§ **Records for this task**
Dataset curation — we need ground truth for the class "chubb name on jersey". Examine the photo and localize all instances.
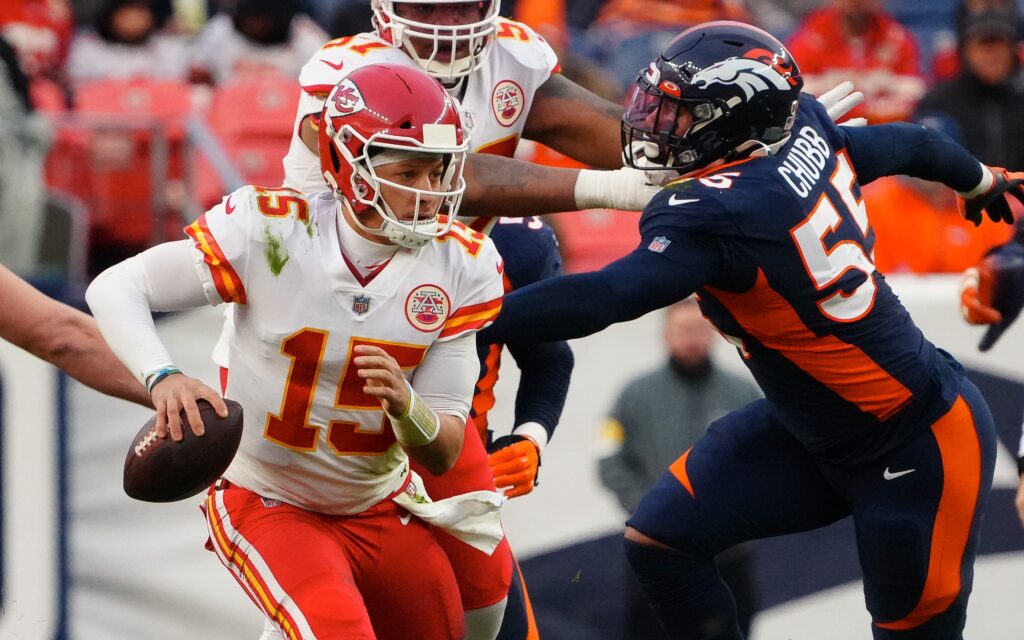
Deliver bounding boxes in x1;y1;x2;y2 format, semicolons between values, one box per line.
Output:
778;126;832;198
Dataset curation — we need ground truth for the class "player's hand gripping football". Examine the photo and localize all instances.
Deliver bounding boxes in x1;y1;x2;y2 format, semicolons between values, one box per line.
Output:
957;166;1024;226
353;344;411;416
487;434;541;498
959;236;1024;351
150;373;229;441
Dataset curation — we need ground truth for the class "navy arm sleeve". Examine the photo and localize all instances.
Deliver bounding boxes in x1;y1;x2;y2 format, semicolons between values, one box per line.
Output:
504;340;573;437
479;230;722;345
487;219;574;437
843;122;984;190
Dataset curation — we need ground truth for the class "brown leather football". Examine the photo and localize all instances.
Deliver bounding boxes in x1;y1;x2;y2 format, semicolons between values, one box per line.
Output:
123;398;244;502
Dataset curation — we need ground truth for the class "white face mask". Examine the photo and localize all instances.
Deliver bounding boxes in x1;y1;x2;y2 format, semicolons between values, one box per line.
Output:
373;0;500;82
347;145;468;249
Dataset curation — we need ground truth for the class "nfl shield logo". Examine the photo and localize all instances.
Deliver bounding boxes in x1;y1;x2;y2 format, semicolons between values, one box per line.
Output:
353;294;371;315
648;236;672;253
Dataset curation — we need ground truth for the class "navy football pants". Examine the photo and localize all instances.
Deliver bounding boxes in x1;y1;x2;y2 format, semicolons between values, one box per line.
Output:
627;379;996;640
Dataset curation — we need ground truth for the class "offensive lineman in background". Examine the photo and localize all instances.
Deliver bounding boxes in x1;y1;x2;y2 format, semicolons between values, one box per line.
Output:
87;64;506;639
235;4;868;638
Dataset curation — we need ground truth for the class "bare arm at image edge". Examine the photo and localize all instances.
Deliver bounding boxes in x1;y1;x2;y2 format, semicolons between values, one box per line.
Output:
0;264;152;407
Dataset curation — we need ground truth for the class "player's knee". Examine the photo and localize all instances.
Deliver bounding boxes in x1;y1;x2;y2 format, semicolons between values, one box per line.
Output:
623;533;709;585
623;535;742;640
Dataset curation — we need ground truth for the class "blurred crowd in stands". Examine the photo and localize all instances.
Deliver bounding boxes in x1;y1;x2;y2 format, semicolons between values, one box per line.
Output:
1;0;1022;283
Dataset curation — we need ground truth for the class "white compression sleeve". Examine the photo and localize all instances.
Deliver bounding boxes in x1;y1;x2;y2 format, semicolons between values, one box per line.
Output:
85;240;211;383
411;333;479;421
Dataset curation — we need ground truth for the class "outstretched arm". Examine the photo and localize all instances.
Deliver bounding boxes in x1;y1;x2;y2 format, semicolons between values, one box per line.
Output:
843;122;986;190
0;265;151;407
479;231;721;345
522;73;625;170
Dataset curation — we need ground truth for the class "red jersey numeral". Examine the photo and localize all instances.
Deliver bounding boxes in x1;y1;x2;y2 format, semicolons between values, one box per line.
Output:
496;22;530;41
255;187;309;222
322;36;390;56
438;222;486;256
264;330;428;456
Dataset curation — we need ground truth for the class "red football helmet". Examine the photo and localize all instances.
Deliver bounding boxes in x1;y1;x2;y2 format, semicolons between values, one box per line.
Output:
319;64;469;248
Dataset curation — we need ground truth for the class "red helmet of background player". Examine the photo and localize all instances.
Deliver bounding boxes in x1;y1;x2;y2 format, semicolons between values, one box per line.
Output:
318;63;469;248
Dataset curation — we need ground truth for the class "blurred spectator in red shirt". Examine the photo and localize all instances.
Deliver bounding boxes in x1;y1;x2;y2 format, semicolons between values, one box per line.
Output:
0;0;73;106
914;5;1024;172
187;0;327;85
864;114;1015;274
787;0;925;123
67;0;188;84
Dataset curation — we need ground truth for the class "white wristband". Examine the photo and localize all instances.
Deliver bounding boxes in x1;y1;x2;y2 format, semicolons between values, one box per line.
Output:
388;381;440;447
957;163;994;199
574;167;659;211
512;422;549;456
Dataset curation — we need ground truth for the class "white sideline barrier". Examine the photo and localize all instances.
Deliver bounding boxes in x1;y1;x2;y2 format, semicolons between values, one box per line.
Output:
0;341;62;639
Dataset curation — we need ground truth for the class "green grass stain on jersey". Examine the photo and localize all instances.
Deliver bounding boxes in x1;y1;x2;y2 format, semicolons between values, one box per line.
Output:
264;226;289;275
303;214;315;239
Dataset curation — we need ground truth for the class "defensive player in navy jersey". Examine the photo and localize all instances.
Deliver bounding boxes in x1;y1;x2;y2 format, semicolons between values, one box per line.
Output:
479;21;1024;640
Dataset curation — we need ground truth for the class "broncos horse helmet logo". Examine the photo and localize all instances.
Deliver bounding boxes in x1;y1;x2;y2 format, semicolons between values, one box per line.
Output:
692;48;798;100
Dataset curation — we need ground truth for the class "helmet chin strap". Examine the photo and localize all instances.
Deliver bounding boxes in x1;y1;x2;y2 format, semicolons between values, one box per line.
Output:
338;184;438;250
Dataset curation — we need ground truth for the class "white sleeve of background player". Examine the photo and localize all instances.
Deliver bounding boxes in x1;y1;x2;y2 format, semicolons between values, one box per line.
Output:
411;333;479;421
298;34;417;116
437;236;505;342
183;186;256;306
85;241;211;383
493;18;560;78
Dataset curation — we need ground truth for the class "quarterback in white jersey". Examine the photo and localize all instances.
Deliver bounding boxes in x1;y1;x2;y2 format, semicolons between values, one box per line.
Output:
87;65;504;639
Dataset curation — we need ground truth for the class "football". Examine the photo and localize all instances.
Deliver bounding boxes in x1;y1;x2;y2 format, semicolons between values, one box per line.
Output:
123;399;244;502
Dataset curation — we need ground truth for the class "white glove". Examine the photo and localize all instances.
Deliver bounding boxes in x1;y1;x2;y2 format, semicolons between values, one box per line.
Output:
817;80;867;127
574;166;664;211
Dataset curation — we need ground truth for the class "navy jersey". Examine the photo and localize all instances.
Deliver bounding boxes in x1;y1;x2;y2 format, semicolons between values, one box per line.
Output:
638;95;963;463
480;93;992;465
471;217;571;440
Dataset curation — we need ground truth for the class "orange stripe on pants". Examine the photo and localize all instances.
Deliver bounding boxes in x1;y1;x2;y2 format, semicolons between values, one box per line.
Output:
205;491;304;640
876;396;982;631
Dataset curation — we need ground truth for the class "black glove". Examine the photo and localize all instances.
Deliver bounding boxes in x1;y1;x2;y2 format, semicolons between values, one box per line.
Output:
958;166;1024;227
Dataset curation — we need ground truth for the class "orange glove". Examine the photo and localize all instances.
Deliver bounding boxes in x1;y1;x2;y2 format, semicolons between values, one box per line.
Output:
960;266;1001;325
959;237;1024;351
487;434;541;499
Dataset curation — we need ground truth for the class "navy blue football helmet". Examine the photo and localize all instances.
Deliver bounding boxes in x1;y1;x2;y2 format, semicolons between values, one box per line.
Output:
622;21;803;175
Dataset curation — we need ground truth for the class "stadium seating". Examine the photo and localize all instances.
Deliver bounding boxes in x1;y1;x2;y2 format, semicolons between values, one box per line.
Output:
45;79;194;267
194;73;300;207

==

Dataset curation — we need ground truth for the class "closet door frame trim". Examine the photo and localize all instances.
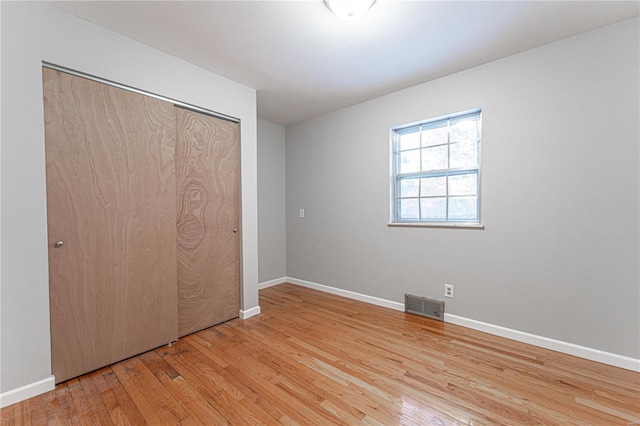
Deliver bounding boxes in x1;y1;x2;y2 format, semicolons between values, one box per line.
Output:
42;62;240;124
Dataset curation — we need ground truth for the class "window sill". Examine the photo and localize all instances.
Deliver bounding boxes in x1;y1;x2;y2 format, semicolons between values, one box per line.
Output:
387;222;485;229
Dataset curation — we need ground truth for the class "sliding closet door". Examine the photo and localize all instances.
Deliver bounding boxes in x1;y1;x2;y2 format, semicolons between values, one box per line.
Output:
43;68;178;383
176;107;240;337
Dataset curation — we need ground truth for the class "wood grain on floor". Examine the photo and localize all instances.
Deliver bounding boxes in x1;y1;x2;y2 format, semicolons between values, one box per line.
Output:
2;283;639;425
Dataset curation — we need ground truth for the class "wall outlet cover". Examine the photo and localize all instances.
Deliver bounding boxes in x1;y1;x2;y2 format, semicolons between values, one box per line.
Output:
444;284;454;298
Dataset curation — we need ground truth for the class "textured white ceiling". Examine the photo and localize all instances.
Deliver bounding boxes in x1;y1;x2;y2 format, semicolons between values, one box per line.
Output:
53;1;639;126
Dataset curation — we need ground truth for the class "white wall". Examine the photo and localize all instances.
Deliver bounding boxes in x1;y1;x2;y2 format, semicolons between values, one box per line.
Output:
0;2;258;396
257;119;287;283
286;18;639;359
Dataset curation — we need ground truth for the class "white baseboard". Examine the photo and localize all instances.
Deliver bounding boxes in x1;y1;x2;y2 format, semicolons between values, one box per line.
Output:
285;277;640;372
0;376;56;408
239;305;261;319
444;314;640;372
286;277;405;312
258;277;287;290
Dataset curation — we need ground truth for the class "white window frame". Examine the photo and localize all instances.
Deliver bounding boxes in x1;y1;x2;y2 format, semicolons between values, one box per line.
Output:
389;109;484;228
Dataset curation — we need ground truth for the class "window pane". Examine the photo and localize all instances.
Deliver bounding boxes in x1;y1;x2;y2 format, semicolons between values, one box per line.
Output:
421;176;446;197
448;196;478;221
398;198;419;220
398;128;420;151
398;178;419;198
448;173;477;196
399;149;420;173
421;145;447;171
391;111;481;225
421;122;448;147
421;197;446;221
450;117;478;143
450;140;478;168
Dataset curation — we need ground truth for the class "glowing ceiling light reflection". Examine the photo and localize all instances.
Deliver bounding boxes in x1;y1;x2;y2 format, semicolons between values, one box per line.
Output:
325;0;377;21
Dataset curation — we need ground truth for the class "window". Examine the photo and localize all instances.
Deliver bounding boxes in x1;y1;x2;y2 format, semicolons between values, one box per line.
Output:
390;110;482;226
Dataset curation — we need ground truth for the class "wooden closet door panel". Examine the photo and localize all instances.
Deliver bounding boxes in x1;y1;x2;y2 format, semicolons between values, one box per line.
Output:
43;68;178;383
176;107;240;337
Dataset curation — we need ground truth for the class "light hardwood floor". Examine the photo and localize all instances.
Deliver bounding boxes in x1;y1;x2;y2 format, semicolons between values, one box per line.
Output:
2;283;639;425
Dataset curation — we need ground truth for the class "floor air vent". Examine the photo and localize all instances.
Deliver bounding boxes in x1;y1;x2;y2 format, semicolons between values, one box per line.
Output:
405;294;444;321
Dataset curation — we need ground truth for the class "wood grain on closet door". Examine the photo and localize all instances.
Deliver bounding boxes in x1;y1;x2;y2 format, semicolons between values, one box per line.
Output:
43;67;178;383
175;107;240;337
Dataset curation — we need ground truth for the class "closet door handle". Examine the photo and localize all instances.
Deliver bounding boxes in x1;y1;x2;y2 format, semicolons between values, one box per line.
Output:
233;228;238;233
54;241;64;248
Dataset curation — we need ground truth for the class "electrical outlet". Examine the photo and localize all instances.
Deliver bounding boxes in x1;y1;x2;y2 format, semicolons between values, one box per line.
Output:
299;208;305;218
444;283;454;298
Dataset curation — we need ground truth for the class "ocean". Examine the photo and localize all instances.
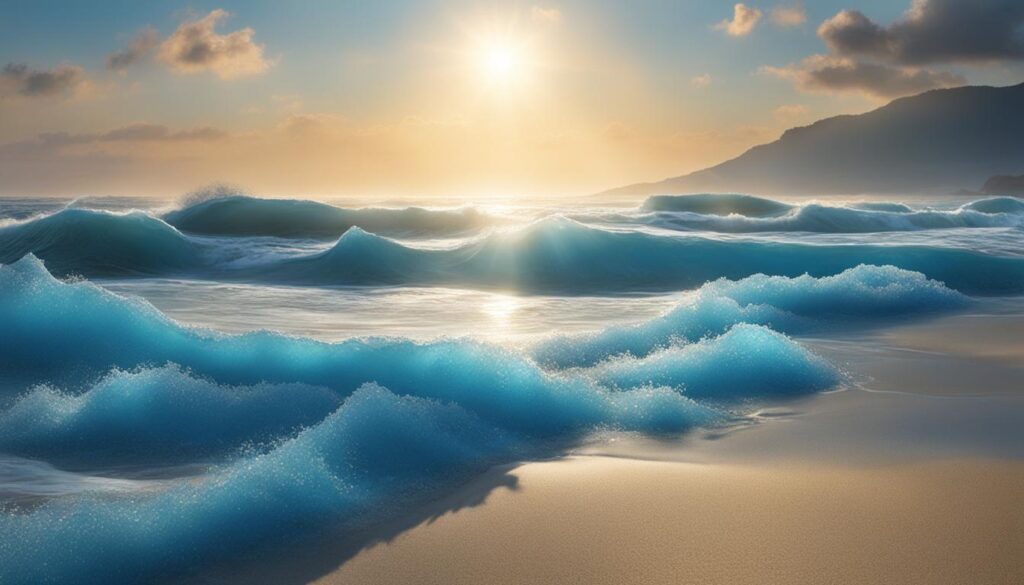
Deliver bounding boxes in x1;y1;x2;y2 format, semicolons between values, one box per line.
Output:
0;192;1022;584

§ **Task item**
Search the records above for the word "glove" and give the number of lines where it occurs, nothing else.

§ **Solution to this problem**
3